(Records from a data source)
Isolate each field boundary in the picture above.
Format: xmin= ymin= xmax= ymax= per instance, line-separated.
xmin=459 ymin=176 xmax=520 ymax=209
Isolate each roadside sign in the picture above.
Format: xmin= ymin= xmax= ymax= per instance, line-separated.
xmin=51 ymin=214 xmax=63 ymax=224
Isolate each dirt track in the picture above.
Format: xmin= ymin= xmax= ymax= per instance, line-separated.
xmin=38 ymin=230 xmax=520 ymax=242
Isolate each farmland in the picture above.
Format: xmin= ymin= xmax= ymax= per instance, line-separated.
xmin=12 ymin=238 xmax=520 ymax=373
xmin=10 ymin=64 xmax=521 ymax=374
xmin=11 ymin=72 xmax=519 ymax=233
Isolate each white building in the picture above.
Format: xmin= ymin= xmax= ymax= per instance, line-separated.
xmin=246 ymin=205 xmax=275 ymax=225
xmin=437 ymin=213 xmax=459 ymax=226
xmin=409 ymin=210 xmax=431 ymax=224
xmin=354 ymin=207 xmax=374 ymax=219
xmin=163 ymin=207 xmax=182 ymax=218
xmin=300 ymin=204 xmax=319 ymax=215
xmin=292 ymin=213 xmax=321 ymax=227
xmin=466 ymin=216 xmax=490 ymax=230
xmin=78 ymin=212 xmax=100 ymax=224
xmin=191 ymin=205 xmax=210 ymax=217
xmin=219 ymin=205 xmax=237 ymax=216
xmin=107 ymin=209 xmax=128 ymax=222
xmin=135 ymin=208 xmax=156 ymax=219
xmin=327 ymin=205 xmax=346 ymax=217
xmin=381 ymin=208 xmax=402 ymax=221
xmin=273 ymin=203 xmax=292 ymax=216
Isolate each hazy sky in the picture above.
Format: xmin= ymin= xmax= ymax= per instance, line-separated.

§ **Task to carry out**
Output each entry once again, exactly as shown above.

§ **Result below**
Isolate each field boundary in the picture above.
Format: xmin= ymin= xmax= ymax= per instance, line-separated.
xmin=459 ymin=176 xmax=520 ymax=209
Isolate each roadside sign in the picture above.
Format: xmin= ymin= xmax= ymax= per instance, line-separated.
xmin=51 ymin=214 xmax=63 ymax=224
Isolate each dirt track in the picture above.
Format: xmin= ymin= xmax= ymax= per instance, line-separated.
xmin=38 ymin=230 xmax=520 ymax=242
Isolate each farmland in the picture above.
Format: xmin= ymin= xmax= ymax= per instance, line-separated.
xmin=12 ymin=238 xmax=520 ymax=373
xmin=10 ymin=64 xmax=521 ymax=374
xmin=11 ymin=72 xmax=519 ymax=233
Isolate each white building in the picture above.
Format: xmin= ymin= xmax= ymax= per instance, line-separated.
xmin=246 ymin=205 xmax=275 ymax=225
xmin=437 ymin=213 xmax=459 ymax=226
xmin=409 ymin=210 xmax=431 ymax=224
xmin=354 ymin=207 xmax=374 ymax=219
xmin=163 ymin=207 xmax=182 ymax=218
xmin=300 ymin=204 xmax=319 ymax=215
xmin=292 ymin=213 xmax=321 ymax=227
xmin=466 ymin=216 xmax=490 ymax=230
xmin=78 ymin=212 xmax=100 ymax=224
xmin=191 ymin=205 xmax=210 ymax=217
xmin=219 ymin=205 xmax=237 ymax=216
xmin=107 ymin=209 xmax=128 ymax=222
xmin=135 ymin=208 xmax=156 ymax=219
xmin=327 ymin=205 xmax=346 ymax=217
xmin=381 ymin=208 xmax=402 ymax=221
xmin=273 ymin=203 xmax=292 ymax=216
Isolate each hazy sky in the picture above.
Format: xmin= ymin= xmax= ymax= per instance, line-separated.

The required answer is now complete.